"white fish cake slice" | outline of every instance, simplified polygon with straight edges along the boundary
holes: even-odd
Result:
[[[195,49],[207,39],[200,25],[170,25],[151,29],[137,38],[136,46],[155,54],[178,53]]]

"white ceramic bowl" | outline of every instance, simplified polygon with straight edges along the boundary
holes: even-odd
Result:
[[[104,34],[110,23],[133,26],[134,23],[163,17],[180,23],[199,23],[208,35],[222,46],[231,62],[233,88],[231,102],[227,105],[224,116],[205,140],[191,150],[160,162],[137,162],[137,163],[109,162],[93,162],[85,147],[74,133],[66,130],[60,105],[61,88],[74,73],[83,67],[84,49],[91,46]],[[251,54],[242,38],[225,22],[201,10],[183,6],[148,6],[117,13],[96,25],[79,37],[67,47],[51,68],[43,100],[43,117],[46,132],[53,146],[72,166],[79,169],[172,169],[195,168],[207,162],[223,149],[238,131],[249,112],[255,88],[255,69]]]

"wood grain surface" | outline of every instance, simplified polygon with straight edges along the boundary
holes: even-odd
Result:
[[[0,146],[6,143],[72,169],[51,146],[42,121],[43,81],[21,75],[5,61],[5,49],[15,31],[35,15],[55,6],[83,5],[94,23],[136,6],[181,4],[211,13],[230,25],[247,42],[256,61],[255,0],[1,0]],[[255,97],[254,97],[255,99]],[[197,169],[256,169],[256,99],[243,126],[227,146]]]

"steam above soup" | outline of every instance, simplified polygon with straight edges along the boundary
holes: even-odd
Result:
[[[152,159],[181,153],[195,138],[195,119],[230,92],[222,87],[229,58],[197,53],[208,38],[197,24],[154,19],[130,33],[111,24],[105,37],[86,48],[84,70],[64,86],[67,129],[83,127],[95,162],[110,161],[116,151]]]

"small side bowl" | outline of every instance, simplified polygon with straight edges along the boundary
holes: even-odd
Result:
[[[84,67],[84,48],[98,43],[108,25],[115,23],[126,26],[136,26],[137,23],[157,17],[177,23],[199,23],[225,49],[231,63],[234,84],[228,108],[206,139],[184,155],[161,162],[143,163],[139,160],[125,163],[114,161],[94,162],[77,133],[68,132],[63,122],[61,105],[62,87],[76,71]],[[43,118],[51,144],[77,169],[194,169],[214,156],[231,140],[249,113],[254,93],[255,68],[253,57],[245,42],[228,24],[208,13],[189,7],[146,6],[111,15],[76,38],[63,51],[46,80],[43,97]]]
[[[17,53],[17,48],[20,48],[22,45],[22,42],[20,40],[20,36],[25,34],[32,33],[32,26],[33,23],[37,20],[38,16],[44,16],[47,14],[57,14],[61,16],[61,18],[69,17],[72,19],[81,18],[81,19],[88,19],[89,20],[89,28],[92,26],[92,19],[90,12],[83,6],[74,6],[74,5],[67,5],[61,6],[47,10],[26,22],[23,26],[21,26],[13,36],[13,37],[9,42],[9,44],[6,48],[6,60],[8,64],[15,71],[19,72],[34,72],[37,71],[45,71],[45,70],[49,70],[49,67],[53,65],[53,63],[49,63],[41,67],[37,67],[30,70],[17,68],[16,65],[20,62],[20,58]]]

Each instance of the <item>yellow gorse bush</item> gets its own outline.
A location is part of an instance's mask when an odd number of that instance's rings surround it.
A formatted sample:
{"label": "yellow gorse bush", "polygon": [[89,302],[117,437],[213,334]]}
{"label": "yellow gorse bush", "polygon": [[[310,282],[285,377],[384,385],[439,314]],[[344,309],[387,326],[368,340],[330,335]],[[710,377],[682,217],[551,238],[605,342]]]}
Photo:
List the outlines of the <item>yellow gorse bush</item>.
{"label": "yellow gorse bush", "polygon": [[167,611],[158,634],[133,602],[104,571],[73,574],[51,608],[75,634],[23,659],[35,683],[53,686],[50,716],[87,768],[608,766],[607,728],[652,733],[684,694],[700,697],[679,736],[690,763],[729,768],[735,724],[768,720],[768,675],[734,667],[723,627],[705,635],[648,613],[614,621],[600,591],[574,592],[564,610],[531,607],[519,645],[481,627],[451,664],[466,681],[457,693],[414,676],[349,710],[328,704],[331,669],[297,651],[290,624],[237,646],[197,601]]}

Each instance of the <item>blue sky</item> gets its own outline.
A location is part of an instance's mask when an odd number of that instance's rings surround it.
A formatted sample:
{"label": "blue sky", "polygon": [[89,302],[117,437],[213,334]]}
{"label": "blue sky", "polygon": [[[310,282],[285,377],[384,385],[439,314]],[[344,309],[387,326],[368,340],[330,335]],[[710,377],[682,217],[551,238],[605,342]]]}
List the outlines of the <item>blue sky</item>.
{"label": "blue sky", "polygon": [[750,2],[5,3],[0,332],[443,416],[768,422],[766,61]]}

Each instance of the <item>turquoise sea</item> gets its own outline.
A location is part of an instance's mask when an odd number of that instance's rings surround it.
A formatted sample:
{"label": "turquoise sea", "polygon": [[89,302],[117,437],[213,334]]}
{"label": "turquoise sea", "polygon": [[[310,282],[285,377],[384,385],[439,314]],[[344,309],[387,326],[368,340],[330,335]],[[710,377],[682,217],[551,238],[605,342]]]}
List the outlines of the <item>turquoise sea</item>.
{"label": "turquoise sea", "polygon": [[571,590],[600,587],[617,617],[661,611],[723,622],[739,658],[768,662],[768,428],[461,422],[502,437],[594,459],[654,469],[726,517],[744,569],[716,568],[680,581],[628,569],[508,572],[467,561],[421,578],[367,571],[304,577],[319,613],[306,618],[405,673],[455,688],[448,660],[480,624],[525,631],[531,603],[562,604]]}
⁂
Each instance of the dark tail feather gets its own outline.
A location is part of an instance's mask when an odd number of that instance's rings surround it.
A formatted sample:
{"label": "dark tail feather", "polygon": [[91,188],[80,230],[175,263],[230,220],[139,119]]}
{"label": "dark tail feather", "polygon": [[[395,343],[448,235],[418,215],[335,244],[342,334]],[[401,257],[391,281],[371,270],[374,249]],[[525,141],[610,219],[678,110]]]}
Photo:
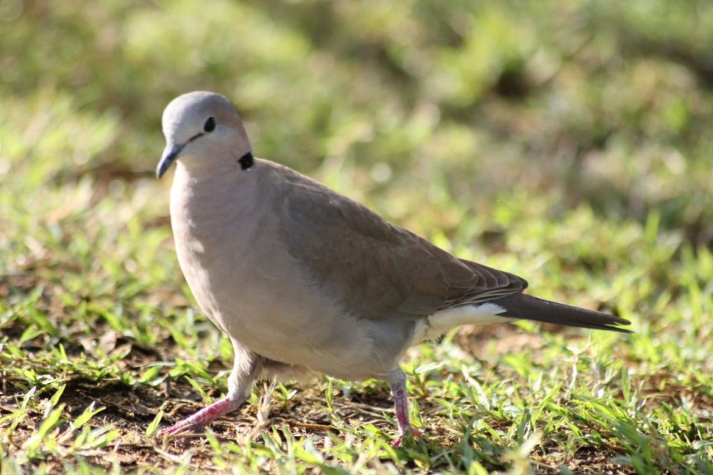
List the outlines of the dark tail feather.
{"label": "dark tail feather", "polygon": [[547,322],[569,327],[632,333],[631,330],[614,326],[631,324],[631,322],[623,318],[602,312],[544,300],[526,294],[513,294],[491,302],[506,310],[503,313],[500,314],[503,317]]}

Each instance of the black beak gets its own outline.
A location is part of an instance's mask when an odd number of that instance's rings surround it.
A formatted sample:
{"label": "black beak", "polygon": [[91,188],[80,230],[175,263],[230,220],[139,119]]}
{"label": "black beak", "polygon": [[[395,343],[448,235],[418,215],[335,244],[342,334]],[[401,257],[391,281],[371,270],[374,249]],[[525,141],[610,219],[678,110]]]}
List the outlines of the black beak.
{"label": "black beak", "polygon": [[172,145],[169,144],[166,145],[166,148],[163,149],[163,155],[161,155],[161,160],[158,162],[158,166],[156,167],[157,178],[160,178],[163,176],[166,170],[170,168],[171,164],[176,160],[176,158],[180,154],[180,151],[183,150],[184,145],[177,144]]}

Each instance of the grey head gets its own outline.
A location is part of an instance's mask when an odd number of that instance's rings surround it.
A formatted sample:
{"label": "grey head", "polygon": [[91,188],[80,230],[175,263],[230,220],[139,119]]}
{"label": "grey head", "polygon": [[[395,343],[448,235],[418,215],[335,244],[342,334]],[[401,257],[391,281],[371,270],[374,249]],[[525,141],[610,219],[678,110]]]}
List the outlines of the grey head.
⁂
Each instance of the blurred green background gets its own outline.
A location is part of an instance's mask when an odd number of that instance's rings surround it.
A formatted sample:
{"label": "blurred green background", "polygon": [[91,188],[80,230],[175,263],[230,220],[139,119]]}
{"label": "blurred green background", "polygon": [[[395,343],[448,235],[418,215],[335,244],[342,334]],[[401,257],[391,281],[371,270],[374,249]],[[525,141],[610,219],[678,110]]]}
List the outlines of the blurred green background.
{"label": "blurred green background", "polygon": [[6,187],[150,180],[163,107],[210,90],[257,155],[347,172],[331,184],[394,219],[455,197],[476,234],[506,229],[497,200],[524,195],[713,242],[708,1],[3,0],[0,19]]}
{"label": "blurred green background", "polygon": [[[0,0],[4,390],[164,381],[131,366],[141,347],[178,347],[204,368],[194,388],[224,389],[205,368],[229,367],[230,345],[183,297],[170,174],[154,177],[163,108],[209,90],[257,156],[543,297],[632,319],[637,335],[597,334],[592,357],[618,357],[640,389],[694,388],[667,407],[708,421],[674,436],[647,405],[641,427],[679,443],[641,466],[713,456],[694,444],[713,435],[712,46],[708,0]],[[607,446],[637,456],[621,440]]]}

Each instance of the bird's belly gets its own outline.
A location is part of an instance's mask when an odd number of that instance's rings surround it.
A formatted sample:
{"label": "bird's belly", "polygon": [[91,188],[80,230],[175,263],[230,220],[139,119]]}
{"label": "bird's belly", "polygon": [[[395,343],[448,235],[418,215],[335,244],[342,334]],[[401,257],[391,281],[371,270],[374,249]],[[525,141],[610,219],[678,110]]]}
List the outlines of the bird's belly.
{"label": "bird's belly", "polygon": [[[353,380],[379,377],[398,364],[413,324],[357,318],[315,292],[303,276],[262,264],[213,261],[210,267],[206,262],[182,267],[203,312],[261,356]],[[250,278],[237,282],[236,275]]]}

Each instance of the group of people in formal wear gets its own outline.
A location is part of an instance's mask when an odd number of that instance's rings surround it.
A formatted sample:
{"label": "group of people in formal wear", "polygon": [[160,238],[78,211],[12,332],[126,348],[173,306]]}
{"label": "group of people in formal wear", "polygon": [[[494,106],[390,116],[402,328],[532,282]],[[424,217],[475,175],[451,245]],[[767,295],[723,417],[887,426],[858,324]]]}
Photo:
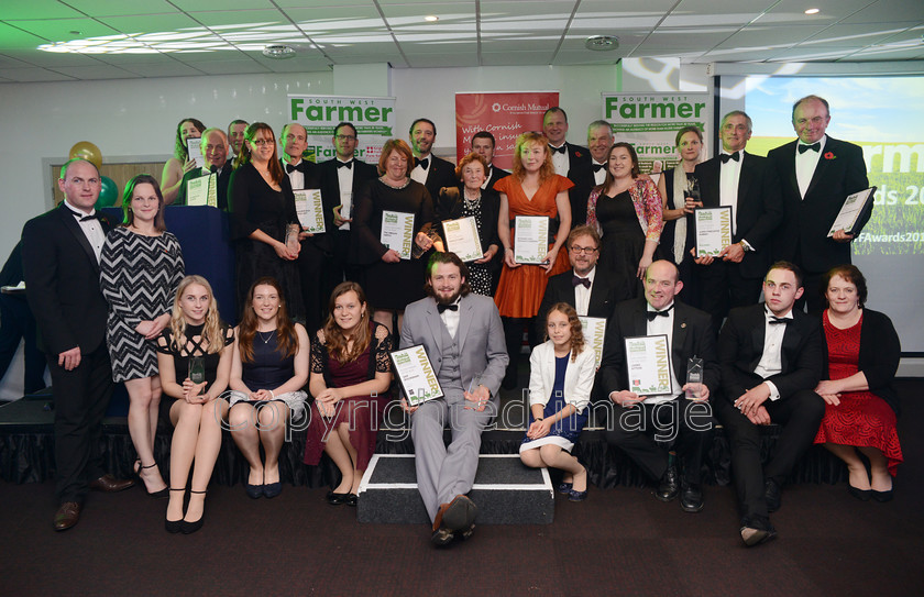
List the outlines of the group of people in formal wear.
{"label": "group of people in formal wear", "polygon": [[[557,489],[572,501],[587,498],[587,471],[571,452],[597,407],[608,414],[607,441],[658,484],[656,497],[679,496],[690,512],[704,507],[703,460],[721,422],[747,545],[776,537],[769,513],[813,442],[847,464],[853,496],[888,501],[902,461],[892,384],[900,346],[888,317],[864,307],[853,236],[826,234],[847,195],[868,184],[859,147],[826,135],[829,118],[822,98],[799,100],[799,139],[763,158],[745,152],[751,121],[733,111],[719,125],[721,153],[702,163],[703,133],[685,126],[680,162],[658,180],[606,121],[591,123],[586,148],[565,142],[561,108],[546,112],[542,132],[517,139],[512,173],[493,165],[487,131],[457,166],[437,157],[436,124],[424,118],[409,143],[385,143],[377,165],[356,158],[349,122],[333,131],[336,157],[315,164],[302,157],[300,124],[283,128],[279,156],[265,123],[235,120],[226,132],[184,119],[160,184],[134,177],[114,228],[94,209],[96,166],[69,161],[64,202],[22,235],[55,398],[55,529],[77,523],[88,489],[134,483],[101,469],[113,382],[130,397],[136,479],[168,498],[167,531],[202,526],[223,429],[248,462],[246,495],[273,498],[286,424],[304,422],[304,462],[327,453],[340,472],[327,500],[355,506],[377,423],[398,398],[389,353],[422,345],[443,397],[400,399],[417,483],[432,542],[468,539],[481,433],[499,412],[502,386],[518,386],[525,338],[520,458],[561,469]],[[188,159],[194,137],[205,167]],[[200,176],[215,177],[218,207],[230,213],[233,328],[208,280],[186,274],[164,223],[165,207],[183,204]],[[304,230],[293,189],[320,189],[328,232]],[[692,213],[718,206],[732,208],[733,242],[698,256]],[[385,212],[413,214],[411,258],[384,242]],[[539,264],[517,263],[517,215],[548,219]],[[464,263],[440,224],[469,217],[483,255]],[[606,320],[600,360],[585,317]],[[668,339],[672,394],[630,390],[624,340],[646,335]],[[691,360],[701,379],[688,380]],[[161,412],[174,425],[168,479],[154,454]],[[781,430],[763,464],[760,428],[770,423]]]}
⁂
Problem requirements ▸
Pull out every line of the records that contains the string "item", and treat uppercase and lowercase as different.

Task response ▸
Each instance of the <item>yellow gorse bush</item> gets its own outline.
List the outlines of the <item>yellow gorse bush</item>.
Each instance of the <item>blue sky</item> gets its own outline.
List the outlines of the <item>blue sky</item>.
Each instance of the <item>turquoise sea</item> gets its own outline.
List the outlines of the <item>turquoise sea</item>.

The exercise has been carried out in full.